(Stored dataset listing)
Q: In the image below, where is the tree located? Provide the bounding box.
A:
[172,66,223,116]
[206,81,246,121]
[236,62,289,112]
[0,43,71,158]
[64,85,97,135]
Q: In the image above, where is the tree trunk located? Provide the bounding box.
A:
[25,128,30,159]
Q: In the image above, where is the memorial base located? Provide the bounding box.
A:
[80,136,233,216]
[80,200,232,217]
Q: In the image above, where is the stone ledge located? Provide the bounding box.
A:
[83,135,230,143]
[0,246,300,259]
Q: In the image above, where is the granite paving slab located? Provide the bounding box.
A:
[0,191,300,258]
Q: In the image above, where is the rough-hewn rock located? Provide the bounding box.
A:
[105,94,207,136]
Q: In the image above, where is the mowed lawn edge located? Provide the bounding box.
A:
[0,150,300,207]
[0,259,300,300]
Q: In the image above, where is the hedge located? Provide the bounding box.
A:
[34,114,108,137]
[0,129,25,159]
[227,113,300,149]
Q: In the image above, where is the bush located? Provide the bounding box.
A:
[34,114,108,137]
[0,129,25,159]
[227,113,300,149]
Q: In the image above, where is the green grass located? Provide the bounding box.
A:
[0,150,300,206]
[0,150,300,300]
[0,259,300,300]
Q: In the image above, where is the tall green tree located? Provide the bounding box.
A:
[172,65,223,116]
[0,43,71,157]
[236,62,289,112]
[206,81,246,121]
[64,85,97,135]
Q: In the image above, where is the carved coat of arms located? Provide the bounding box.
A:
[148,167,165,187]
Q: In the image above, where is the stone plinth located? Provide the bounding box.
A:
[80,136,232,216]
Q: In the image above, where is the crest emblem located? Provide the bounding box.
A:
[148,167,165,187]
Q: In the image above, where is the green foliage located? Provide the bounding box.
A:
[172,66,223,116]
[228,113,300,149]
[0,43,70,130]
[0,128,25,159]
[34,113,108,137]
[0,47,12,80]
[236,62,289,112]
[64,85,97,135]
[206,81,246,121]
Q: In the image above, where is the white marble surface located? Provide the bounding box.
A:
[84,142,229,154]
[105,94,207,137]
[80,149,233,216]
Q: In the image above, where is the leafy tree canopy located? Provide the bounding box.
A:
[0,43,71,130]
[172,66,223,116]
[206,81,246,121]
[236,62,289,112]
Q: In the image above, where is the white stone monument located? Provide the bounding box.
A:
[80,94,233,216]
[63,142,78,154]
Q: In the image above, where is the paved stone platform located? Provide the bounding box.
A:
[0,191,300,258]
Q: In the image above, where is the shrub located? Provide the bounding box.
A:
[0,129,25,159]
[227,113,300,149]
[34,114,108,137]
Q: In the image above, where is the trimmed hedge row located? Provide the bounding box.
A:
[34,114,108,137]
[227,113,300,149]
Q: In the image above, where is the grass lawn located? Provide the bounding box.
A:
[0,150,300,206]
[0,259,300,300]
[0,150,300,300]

---

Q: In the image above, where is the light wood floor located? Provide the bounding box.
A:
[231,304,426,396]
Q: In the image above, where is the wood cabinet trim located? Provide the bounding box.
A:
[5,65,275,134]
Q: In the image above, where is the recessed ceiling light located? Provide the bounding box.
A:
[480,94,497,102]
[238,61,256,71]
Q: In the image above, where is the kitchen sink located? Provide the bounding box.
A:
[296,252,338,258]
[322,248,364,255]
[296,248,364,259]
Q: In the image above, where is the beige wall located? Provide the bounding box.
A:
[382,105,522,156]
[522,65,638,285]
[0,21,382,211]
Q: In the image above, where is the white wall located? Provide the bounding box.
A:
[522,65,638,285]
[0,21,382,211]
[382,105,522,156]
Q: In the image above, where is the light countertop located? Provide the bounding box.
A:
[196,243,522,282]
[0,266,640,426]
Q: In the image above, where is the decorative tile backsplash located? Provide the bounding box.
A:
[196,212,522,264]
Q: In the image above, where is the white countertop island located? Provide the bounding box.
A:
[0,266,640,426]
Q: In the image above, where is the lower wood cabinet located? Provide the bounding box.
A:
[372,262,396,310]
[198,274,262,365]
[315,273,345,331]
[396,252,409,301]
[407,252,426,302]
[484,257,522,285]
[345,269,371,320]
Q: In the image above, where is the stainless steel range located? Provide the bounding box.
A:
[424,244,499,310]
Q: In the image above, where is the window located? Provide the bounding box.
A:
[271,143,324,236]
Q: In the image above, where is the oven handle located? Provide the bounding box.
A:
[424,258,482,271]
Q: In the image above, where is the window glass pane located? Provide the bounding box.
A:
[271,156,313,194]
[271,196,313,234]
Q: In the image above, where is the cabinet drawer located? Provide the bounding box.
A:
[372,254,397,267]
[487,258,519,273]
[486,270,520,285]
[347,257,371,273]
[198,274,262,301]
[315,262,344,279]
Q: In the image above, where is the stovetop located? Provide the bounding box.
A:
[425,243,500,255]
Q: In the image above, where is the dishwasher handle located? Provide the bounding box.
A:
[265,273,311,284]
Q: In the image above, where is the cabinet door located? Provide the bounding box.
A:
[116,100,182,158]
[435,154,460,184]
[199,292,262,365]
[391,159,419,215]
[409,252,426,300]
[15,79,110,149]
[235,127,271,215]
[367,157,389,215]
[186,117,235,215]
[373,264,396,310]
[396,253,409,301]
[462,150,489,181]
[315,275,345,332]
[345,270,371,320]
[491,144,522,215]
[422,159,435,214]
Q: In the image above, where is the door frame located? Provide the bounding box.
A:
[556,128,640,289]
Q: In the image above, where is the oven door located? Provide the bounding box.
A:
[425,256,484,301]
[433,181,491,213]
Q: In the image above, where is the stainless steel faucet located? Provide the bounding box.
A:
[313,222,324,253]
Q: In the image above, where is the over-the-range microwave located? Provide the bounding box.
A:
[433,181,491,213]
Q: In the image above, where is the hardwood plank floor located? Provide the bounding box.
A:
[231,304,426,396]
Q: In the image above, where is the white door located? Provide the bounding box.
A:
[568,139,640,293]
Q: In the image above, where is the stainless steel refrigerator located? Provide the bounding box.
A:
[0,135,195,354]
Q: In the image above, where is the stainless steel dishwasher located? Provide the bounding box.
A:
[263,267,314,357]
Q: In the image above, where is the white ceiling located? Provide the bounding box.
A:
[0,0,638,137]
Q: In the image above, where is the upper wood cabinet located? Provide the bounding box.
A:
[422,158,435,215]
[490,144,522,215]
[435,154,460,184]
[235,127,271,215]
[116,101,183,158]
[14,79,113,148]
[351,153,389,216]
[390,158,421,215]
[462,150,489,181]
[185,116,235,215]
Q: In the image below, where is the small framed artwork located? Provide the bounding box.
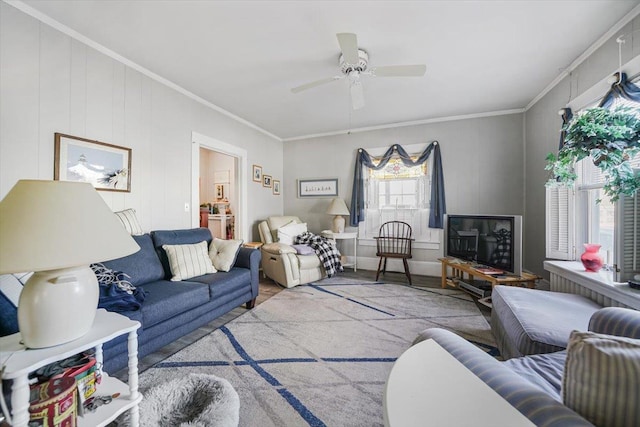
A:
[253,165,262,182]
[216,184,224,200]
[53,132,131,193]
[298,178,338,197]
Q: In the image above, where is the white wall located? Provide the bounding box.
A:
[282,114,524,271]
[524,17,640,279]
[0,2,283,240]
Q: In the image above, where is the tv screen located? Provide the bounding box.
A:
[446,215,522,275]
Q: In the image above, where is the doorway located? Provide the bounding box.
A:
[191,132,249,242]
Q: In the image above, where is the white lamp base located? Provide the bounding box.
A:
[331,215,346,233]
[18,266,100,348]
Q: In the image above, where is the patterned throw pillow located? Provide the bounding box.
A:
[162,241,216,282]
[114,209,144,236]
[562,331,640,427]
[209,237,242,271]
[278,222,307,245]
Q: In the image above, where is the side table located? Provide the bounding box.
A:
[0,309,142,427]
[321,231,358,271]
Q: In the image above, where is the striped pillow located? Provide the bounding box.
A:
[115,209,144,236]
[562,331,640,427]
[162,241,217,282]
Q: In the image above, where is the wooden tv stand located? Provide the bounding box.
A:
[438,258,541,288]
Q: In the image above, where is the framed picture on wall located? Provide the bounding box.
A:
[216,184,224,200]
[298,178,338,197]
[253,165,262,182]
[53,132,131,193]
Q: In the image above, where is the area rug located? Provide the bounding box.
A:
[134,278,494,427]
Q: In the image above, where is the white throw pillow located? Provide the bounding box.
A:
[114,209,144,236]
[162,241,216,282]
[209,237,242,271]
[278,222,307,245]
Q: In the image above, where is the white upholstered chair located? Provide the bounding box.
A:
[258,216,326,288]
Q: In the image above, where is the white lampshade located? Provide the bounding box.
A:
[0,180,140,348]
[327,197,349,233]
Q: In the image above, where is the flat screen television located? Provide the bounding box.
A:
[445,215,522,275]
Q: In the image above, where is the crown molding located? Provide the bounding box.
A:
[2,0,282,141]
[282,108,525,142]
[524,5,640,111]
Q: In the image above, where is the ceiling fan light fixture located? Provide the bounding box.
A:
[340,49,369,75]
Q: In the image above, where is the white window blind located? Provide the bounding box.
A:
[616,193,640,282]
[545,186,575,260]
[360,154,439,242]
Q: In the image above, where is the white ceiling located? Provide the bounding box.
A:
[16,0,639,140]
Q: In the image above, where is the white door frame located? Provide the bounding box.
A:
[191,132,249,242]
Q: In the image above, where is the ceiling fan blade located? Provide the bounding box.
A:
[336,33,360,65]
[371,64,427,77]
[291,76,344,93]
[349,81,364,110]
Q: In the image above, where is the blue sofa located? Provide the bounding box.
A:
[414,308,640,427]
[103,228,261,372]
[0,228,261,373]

* [What the task asks]: Update the part of the listing that opens with the line containing "Q: In the image below, where is the small" and closes with the line containing "[321,231,358,271]": reproduce those lines with "side table" changed to "end table" and everything else left as is, omitting the pictures.

* [Result]:
Q: In the image below, where is the small framed artwork located? Provide the bounding box.
A:
[253,165,262,182]
[216,184,224,200]
[53,132,131,193]
[298,178,338,197]
Q: In the image above, where is the white wall located? Provide the bounding box.
A:
[282,114,524,271]
[524,17,640,279]
[0,2,283,240]
Q: In the image above, where is the tv screen located? Provide the bounding box.
A:
[446,215,522,275]
Q: In the image above, where is the doorway located? Provide the bounding box.
A:
[191,132,249,242]
Q: In the image above, where is the white lamp base located? Provide the bounding box.
A:
[331,215,346,233]
[18,266,100,348]
Q: In the image above, where is the patterned throw pillow located? Provide the bounding box.
A:
[162,241,216,282]
[114,209,144,236]
[562,331,640,427]
[209,237,242,271]
[278,222,307,245]
Q: In the image above, where is the end table located? Provide the bounding box.
A:
[0,309,142,427]
[321,231,358,271]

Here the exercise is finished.